● EXERCISE DIRECTIONS: For each line of the material, write out an exact copy.

****

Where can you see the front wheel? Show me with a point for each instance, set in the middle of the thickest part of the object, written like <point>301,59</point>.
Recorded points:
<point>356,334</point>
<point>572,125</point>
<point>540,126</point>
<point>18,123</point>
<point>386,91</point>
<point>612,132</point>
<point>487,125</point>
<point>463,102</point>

****

● TASK SOLUTION:
Where can you see the front wheel? Show me with a point for each instance, set in the middle of the thickest part of the object, written like <point>301,59</point>.
Recorded points:
<point>356,334</point>
<point>572,125</point>
<point>540,126</point>
<point>18,123</point>
<point>386,91</point>
<point>612,132</point>
<point>487,125</point>
<point>463,102</point>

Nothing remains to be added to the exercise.